Ornias1993 / fetlife-aslsearch-reborn

Tampermonkey user script offering an interface to perform pseudo-automatic searches of the FetLife.com user base filtered by age, sex, location, and role.
6 stars 2 forks source link

idea #65

Closed ethaniel closed 4 years ago

ethaniel commented 4 years ago

Dear Ornias,

I have an idea.

Since this script didn't work for me, and I'm a developer myself, how about we make a separate searchable database of fetlife accounts?

Basically, the tampermonkey script would only parse the fetlife pages that the user opens and scrapes all the information that the user sees about other users - page URL, age, avatar URL, sex, kink, etc and then POST to a remote database.

Then, the actual search would be against that database (without crawling fetlife). It would be super-fast and almost accurate.

Fetlife will not be happy about this, but we could host this on some bulletproof hosting. I'm a PHP/Mysql developer and can help with the backend.

Slofe commented 4 years ago

It's not working for anyone at the moment I don't think. I'm under the impression it's still being worked on. A searchable database was done years ago and there was a big hoo Har about it. If your proposed script only scrapes pages opened by people doesn't that sort of defeat the object of this script? I'd still have to trawl through everyone in my area and open their pages individually to get them added to the database plus it misses new people joining all the time, unless I've misunderstood you?

If there was a way it can scrape everyone in a certain area once, add them to a database and some how not scrape them again the next time you run the script and only scrape new people added since the last time it was run? Now that would really, really be useful!

Ornias1993 commented 4 years ago

Firstoff thank you both for your feedback.

@ethaniel I completely retested the script past week. It does work, however currently Age, Sex and (depending on the dataset we have scraped) Locations are the only variables that I can give guarentees on.

The current tamper monkey script already only scrapes the pages you visit and nothing more, the reason it is slow as shit, is the awkward google-spreadsheet based database. Searches against that database Suck. Donkey. Balls.

If you look at my current PR, it basically already is rewriten to be an (SQL) database with an API. In contrast to the current live version which is based on a laughable amount of google spreadsheets. Which (ofcourse) was not my idea, but the previous maintainer designed it like this.

But TLDR: Your idea is already implemented in the 0.6 beta under PR's and I would appreciate any feedback on that you can give me 👍

Also: The bullet proof hosting is the thing, besides testing and review, delaying 0.6 at the moment. Hosting is featured in Issue #62

@Slofe It is working and retested again past weeks. But only thing I can guarantee somewhat to be working are Age, Sex and (sometimes) location. Primarily Location is a bitch, because fetlife doesn't list all 3 location variables on every page. For example: Scraping a userlist of american(!) users, means they are missing the country field.

A searchable database was done years ago and there was a big hoo Har about it. I got a copy of said database, version 0.6 will also include a merger of said data combined with the current content of Fetlife ASL Reborn. This adds basic searchable data (Sex, Location, Age) for about 4 milion accounts.

"If your proposed script only scrapes pages opened by people doesn't that sort of defeat the object of this script?" It's not a proposed script, it is an actual working script. And not it doesn't, because it also scrapes data from every userprofile in a discussion, userlist, location list and so forth. For example: Open a profile with some friends, followers and such and you are actually uploading basic data for 20+ profiles.

• [What the task asks]: Please answer from the thread about the FetLife search script: besides testing and review, what does Ornias1993 say is delaying version 0.6? You won't need the material that comes after this thread.

• [Data]:

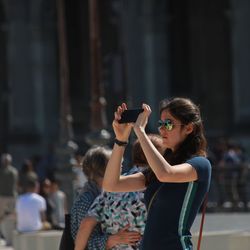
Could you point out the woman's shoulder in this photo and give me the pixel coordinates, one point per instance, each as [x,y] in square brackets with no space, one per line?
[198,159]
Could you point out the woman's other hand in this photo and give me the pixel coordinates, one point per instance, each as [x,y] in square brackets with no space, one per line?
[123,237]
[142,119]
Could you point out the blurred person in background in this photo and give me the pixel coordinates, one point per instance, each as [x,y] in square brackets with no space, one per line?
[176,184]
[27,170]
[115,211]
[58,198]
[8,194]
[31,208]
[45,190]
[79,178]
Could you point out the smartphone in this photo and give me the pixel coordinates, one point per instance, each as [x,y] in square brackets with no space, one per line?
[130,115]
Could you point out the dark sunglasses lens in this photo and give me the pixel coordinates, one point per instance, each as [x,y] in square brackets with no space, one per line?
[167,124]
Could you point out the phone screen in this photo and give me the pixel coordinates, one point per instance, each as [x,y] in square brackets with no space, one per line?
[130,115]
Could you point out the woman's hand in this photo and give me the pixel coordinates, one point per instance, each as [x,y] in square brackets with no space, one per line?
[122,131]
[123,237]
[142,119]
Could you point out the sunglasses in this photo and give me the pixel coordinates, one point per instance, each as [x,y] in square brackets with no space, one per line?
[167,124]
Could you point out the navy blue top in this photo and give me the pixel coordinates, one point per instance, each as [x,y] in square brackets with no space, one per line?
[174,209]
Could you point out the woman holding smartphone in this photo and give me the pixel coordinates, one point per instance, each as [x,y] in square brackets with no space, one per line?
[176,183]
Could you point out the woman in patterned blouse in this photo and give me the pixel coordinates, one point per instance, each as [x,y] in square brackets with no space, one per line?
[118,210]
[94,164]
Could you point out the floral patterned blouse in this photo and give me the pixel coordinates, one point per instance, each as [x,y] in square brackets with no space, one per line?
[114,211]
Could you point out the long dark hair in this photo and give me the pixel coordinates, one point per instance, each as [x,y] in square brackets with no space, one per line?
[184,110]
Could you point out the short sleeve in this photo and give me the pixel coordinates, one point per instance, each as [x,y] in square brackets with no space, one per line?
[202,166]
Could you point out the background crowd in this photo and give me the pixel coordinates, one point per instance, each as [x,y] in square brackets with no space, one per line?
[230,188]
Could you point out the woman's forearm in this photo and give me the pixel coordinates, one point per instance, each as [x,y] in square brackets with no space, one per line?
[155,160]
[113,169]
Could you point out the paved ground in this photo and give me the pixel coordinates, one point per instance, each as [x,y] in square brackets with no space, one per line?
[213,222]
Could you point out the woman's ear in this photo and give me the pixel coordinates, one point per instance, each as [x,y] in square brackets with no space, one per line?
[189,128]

• [Response to the exercise]: The bulletproof hosting.